EXERCISE: Restate exactly, and only, the lines spanning from the one with "Where can you see the asphalt" to the end of the records below.

Dataset entries:
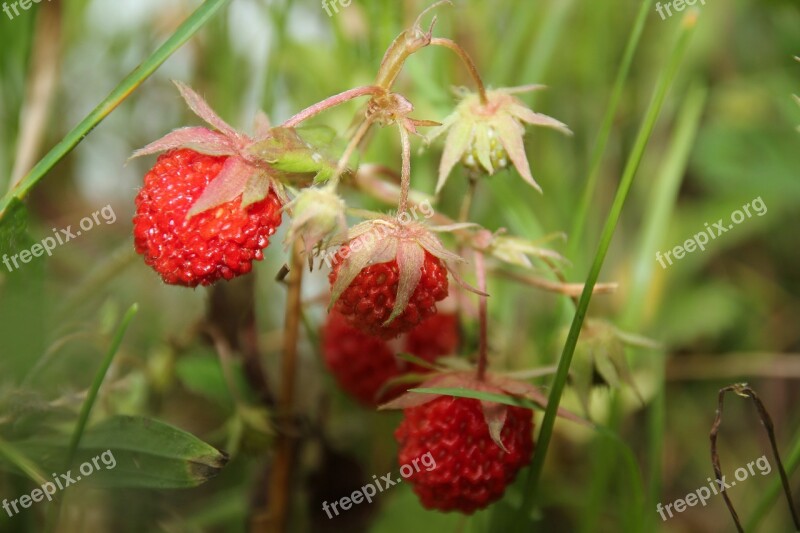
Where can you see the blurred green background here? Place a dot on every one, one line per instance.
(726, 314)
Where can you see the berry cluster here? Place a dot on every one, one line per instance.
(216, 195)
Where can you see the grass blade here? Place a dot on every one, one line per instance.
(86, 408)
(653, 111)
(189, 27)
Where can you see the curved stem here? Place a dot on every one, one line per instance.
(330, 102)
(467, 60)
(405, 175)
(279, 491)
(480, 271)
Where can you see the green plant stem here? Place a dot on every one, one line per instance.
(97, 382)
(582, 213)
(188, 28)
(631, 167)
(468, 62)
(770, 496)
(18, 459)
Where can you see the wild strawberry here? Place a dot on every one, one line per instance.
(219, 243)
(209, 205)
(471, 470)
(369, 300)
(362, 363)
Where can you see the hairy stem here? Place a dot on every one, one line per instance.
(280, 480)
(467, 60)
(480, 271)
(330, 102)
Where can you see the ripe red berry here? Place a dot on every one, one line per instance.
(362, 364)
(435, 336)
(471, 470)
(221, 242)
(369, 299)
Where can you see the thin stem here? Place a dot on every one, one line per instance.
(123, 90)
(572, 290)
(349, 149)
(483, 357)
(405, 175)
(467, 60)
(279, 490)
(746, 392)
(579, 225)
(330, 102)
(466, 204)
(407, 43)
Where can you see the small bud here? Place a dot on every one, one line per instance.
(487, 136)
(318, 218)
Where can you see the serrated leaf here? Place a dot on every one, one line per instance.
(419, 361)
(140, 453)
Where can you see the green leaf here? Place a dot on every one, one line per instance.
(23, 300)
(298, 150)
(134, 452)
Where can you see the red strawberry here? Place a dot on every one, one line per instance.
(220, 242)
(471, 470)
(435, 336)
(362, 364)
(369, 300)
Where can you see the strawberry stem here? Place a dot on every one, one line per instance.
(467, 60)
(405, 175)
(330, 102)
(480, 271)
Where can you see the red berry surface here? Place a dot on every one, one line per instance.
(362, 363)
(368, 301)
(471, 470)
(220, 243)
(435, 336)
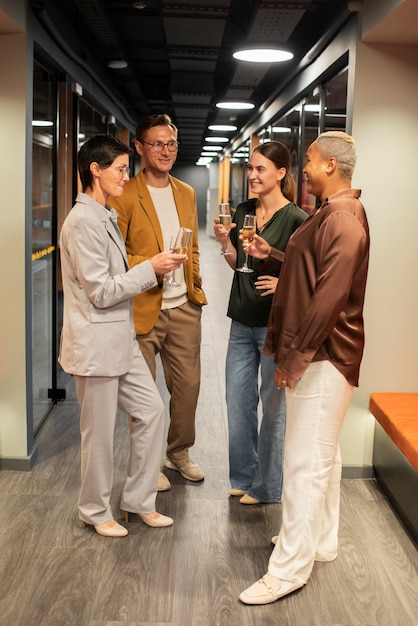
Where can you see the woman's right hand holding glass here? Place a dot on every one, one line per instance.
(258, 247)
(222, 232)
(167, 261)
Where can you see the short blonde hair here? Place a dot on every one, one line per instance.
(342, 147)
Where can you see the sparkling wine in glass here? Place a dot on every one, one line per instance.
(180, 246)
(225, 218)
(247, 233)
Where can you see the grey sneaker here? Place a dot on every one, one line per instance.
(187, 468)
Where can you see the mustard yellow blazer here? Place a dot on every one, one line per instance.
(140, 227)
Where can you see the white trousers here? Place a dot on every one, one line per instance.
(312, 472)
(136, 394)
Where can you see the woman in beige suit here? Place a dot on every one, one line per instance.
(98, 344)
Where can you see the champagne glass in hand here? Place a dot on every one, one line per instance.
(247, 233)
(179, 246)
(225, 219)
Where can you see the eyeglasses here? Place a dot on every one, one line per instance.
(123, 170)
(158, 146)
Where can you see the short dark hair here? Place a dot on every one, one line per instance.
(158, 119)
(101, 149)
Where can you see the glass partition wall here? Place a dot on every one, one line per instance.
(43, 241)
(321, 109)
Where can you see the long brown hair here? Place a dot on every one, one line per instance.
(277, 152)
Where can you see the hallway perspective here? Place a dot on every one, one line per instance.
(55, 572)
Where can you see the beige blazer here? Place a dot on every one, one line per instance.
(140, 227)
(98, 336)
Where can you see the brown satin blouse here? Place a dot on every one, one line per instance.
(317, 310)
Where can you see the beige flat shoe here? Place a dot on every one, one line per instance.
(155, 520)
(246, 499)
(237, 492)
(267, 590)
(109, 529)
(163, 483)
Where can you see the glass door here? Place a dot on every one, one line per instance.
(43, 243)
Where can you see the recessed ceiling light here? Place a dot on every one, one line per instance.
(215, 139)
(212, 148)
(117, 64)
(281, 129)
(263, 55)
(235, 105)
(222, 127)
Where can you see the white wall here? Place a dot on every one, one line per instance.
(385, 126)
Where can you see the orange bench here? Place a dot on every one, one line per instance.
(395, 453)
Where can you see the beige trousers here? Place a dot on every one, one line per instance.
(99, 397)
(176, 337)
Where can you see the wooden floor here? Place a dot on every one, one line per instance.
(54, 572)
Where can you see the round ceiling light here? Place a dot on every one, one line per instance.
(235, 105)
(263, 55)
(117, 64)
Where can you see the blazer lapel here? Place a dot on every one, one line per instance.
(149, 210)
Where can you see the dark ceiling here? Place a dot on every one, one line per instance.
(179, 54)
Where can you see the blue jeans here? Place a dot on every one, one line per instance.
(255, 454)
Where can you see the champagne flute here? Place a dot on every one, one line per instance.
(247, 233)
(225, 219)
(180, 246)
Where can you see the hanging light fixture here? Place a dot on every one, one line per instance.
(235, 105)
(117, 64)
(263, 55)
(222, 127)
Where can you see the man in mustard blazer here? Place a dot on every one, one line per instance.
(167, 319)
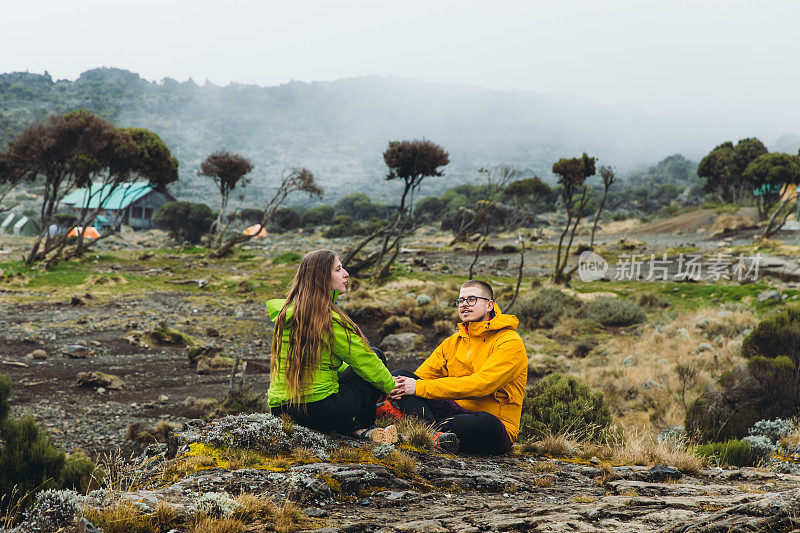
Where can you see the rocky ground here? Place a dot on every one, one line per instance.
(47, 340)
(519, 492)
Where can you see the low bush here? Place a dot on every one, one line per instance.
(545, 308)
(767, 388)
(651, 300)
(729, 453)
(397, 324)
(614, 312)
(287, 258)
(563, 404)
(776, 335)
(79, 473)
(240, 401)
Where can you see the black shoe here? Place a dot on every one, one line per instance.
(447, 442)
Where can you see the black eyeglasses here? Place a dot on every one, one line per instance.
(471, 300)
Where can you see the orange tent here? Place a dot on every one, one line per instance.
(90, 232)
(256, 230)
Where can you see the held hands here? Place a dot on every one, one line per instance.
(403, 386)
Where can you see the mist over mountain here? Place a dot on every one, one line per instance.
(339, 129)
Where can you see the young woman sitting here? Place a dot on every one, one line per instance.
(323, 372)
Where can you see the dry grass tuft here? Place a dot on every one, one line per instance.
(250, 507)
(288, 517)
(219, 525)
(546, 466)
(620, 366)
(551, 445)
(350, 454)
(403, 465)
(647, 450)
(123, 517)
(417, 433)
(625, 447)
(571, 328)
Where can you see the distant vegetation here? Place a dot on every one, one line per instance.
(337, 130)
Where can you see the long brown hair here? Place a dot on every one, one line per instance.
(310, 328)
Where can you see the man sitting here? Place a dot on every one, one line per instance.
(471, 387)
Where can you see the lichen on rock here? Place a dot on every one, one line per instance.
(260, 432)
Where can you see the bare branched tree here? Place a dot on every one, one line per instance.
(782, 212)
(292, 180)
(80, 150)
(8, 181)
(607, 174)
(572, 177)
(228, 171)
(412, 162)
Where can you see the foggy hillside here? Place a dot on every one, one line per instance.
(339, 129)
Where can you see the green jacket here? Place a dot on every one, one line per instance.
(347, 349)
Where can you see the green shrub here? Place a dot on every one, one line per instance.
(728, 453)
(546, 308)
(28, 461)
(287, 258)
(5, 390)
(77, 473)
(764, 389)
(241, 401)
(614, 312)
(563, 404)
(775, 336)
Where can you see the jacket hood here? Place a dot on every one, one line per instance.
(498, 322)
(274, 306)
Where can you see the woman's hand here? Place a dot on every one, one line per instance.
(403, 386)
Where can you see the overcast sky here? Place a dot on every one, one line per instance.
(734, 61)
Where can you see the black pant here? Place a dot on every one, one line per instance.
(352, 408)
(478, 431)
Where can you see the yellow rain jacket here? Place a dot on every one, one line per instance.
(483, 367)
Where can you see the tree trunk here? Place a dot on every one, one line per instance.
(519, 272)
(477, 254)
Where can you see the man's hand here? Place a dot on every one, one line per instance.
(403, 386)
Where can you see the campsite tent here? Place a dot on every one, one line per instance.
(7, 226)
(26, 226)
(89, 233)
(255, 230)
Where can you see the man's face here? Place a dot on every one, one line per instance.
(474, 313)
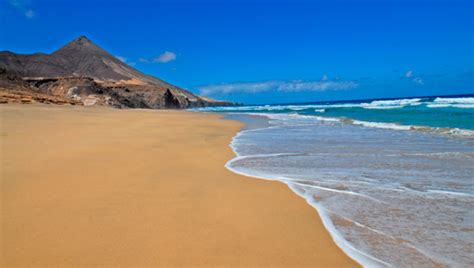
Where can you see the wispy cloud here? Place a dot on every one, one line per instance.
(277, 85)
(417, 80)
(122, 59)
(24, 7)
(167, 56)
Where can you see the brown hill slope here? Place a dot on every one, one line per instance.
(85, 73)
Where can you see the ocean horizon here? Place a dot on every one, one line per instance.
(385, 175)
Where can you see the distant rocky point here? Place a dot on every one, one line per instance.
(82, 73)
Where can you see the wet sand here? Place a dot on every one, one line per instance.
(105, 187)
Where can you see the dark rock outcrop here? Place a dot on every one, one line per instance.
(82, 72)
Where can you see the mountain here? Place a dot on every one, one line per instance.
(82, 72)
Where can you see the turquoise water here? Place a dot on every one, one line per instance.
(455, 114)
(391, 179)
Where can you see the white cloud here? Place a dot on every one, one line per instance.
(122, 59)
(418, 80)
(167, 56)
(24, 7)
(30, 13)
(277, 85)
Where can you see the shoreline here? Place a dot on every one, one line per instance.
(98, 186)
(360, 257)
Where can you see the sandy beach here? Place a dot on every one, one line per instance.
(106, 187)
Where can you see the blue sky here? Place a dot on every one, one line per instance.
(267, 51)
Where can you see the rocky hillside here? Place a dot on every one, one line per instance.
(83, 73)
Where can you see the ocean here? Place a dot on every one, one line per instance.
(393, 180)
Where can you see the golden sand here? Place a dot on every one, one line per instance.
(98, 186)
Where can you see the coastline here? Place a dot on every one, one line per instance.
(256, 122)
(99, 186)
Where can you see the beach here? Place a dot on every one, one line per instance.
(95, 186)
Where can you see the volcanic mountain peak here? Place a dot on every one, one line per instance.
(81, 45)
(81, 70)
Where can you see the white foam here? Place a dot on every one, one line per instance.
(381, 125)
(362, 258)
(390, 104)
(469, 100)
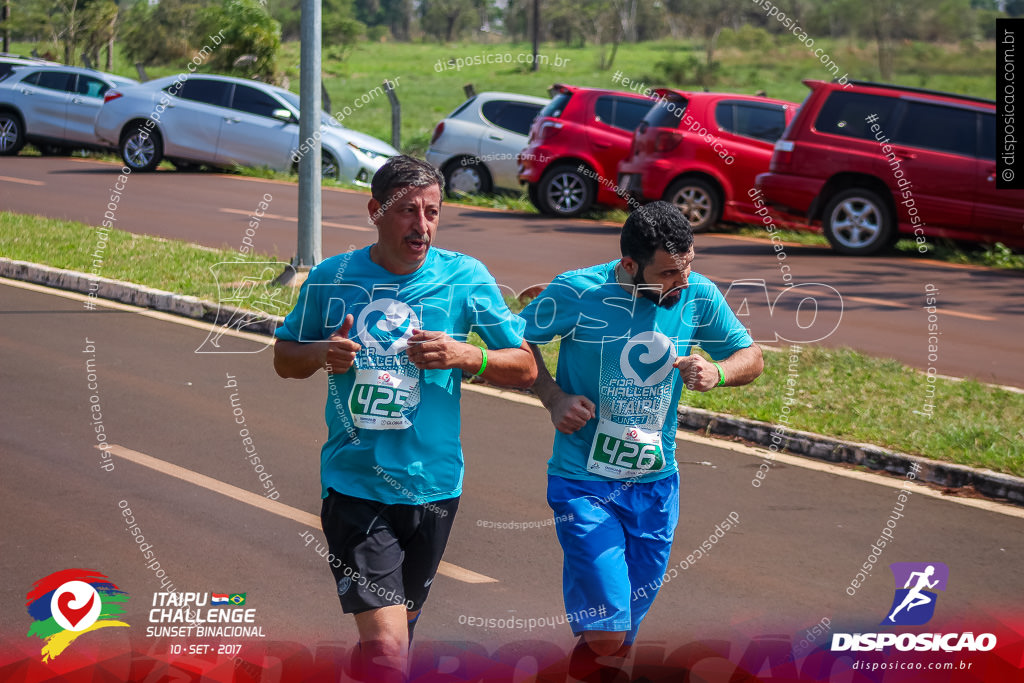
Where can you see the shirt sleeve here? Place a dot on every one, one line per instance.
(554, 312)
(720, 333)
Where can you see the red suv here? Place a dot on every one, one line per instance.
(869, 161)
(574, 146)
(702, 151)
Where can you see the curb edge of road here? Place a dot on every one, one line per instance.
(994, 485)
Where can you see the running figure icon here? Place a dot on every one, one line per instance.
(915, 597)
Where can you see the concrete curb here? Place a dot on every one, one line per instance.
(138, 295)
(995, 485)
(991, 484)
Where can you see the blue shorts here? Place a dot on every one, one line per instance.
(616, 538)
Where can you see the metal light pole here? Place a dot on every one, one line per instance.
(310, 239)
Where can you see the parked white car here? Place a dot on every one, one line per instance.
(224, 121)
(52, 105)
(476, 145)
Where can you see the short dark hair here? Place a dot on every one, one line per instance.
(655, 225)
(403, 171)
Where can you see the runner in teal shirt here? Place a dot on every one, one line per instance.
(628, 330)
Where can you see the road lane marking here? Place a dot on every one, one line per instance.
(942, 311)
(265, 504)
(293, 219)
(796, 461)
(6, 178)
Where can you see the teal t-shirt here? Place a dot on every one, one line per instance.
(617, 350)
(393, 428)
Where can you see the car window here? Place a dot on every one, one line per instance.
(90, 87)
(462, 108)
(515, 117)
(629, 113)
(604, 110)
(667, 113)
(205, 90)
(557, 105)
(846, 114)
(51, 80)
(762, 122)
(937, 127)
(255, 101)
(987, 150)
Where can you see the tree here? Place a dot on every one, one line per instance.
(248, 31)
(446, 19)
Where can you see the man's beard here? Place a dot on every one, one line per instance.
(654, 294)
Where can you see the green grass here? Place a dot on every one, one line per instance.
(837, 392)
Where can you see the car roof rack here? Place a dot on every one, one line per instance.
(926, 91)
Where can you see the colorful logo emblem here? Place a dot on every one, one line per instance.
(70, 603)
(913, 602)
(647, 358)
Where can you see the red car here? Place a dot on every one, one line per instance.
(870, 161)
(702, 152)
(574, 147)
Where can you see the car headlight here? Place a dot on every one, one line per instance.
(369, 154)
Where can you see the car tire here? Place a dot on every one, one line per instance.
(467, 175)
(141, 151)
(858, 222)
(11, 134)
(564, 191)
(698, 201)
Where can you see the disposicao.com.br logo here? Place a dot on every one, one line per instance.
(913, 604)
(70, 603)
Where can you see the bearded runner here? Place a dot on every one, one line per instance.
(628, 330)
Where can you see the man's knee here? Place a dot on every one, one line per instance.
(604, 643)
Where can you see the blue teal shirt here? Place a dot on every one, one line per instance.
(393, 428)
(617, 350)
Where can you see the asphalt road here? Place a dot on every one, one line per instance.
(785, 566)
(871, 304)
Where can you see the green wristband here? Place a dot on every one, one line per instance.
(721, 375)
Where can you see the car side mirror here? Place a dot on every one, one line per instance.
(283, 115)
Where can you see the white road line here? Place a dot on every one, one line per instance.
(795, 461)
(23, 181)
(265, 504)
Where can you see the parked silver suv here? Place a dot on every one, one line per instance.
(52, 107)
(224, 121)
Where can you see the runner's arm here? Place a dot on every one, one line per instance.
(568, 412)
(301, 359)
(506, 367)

RESPONSE TO THIS EXERCISE:
Where can you see the asphalt road here? Place a dot on every one, one line per instance.
(785, 566)
(871, 304)
Where can you see the green wristband here? Place a dot on every one, one line per instance.
(721, 375)
Where can you see the car side mirror here? Place a dot on every one, one line per instance.
(283, 115)
Where can you see the white road line here? Place a dot on every one, one line per instance.
(795, 461)
(23, 181)
(265, 504)
Where can you see the parked silver suv here? Place a dot on every one, one line per instance.
(52, 107)
(224, 121)
Where can you see the runner's arm here? Place a dot on every one, one line per instance.
(568, 412)
(301, 359)
(506, 367)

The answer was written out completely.